**Provided passage**
============================================================

Q: My Lutheran mother swore by Miracle Whip, so I’ve always viewed it as an essential element to Protestant cookery, but here it is, in a Jewish deli’s cookbook. Why?

A: I know, nobody believes me, but yeah, that’s how it is. I’ve already had one person post online asking, “Is it really Miracle Whip?” It is. Another big secret about the chicken salad? It was really turkey. That’s why it tasted so yummy. They roasted turkeys, just for the chicken salad. The bones went into broth; nothing went unused. That’s from my grandparents’ background, when money was scarce.

 

Q: What’s the Weight Watchers/Lincoln Del connection? I loved seeing evidence of various Weight Watchers menu items.

A: I forgot who were the original owners of Weight Watchers, but I know that they lived here. My grandfather was always trying to lose weight. He would go on these monthlong trips to fat farms, and his weight would yo-yo. He walked around Lake Calhoun twice a day. He’d go early in the morning, then come to the Del, and then go again right after lunch. You could set your clock on it. He ate every meal at the Del, and since the whole Del was his kitchen, he figured, “If I’m going to have all of my meals here, let me try this, and offer it to other people.”

============================================================

**Data rows**
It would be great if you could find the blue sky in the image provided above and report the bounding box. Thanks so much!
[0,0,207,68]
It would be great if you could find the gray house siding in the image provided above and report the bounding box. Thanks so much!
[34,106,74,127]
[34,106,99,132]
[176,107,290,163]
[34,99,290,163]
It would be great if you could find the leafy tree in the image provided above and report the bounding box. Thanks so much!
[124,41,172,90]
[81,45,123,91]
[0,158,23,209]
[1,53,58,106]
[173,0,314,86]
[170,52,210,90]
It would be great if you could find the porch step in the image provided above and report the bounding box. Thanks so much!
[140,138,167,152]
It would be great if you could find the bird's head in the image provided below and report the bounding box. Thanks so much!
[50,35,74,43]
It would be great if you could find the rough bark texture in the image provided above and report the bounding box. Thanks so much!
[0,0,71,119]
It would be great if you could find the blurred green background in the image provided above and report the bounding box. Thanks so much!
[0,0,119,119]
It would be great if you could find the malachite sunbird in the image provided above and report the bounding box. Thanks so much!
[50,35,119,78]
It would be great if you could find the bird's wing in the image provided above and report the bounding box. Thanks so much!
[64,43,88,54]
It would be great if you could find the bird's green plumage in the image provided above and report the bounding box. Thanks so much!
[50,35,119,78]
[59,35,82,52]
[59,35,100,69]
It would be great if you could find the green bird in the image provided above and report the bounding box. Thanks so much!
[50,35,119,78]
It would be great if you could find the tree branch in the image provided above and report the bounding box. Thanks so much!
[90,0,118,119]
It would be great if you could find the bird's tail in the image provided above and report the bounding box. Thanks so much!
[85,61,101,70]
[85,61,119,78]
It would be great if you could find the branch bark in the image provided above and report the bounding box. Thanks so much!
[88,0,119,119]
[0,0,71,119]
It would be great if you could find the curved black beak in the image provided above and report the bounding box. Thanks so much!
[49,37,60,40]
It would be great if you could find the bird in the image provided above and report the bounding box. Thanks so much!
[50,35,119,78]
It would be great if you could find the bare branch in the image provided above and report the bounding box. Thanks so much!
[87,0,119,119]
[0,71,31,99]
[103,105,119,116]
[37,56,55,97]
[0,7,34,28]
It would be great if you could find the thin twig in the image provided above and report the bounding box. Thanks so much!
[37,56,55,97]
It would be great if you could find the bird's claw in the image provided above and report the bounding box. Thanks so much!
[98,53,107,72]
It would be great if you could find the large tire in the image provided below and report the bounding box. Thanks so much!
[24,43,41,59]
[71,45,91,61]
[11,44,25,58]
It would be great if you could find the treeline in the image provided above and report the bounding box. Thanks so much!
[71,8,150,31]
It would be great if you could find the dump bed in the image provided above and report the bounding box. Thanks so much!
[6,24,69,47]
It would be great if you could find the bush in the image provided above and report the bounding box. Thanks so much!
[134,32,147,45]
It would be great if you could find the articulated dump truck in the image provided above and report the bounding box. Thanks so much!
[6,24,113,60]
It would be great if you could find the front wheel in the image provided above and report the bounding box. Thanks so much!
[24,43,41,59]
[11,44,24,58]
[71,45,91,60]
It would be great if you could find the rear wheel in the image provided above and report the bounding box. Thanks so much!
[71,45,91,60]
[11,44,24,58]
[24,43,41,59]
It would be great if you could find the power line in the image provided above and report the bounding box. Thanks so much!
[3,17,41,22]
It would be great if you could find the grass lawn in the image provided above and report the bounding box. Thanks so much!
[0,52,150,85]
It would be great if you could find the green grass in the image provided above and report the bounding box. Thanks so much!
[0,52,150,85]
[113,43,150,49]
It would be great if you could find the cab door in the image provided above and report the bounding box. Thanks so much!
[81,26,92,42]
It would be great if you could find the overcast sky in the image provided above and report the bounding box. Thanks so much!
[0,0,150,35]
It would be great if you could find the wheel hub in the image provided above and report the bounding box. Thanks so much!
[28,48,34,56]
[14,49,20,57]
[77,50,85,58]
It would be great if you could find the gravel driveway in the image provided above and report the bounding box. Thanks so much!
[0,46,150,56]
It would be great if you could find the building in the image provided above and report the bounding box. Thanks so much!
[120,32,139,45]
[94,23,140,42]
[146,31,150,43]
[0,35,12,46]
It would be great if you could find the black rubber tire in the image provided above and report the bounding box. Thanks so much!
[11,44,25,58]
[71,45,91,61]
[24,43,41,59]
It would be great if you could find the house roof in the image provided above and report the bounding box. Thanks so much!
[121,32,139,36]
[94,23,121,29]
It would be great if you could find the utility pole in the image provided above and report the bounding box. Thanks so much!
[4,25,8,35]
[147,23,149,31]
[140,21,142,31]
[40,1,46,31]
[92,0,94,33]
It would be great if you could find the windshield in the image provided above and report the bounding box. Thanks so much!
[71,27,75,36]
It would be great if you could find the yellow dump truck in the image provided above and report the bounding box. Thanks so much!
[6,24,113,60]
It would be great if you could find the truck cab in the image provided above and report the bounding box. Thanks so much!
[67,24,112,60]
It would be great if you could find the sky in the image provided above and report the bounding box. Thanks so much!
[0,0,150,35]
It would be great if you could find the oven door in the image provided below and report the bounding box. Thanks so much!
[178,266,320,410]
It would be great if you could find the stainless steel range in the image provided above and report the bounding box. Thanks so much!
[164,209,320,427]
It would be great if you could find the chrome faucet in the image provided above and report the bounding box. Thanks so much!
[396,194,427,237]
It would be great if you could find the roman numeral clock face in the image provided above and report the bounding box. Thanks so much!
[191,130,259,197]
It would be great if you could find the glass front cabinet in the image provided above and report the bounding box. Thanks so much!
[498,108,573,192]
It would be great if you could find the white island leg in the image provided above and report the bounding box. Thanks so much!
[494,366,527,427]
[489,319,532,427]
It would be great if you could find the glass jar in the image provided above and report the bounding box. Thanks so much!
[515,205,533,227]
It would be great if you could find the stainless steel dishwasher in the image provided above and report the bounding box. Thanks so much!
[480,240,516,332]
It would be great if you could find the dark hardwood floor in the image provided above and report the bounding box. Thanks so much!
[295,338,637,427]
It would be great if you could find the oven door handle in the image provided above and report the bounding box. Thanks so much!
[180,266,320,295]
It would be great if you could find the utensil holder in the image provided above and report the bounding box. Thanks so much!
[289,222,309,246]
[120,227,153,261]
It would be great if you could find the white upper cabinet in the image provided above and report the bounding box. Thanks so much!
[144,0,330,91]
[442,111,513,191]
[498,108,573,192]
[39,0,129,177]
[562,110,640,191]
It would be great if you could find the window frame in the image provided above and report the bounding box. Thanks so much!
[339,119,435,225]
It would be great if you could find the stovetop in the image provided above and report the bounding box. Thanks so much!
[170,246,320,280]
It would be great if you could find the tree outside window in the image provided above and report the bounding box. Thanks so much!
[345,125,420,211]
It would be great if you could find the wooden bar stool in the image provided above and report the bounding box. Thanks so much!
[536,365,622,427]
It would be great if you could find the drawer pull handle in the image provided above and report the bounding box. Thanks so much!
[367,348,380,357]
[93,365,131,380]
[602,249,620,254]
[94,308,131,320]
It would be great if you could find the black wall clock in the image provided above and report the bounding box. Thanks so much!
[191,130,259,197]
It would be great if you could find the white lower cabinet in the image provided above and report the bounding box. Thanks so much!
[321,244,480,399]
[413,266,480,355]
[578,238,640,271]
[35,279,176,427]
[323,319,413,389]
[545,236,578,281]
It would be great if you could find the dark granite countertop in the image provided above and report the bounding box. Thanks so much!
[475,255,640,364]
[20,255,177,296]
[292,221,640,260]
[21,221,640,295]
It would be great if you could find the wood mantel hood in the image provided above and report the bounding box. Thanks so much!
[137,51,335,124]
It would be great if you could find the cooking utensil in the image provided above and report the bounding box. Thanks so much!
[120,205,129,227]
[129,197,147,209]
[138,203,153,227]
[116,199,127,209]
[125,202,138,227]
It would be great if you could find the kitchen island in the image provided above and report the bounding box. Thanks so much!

============================================================

**Required actions**
1: According to the Lincoln Del interview, what meat was really used in the deli's chicken salad?
2: Continue the Lincoln Del interview from the point where it stops.
The entries above come from a different source and have no connection to the Lincoln Del interview.

**Exercise answers**
1: Turkey.

2:
 

Q: What’s your first memory of the Del?

A: It’s probably from the West Del — my father ran Lincoln Del West, near the Ambassador Hotel and the Cooper Theater — when I was maybe 4 years old. I was taught the numbers of the seating chart, given a little apron that was my size, handed menus and told, “OK, go seat these people over in booth No. 5.” And that’s what I would do.

 

Q: What was it like to grow up in a famous restaurant?

A: I didn’t think it was famous, I just thought it was where you went. Kind of like going to Lake Harriet and the band shell, and everyone shows up, and you’re bound to run into someone you know. If the food on the table at home wasn’t takeout from there, we were at the Del, every night. That was our dinner table.